▸ **Instruction**: Please show each line of the items below that contains the word "headscarf", copying every such line in full.

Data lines
[Begin]

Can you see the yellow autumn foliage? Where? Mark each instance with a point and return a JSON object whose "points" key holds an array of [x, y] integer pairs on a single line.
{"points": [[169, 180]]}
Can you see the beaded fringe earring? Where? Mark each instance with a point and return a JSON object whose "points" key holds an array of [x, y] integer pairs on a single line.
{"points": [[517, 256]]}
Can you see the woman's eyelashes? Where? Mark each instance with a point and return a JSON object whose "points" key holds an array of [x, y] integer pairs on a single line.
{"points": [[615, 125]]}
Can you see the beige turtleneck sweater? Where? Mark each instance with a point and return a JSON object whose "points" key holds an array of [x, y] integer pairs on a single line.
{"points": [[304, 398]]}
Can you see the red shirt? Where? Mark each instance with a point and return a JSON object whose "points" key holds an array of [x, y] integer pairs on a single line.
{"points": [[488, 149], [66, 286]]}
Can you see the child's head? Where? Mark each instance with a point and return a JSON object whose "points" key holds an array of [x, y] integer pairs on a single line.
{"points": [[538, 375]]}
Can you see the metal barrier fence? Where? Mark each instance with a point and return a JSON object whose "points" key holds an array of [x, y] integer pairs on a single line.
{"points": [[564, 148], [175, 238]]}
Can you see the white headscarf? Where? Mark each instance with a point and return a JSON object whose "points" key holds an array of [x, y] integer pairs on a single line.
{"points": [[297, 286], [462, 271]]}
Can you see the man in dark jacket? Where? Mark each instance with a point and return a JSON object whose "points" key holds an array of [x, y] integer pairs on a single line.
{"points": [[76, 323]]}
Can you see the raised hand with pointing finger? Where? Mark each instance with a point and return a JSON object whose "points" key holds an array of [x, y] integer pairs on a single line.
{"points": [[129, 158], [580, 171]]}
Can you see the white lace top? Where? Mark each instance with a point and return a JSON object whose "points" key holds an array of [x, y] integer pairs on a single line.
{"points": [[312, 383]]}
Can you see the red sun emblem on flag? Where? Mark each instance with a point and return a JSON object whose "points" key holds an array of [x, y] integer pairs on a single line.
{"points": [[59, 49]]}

[End]
[Begin]

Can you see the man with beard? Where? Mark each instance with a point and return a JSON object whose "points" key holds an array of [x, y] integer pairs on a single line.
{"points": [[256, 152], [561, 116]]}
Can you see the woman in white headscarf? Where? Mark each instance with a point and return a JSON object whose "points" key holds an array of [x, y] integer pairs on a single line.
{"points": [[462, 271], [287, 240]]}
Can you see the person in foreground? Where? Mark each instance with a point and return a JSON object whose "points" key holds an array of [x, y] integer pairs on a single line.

[End]
[Begin]

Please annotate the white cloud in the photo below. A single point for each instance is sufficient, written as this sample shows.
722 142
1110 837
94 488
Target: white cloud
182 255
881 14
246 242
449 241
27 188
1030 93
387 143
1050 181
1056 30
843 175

[End]

▸ **Full response**:
Can you see the white headscarf? Where? Mark each instance with a point and return a JSON object whose "points" key holds an array of [x, y] integer pairs on a single line.
Can you see the woman in white headscarf? Where? Mark each instance with a point and return a JSON object whose "points" key holds an array of [x, y] integer pairs on a single line.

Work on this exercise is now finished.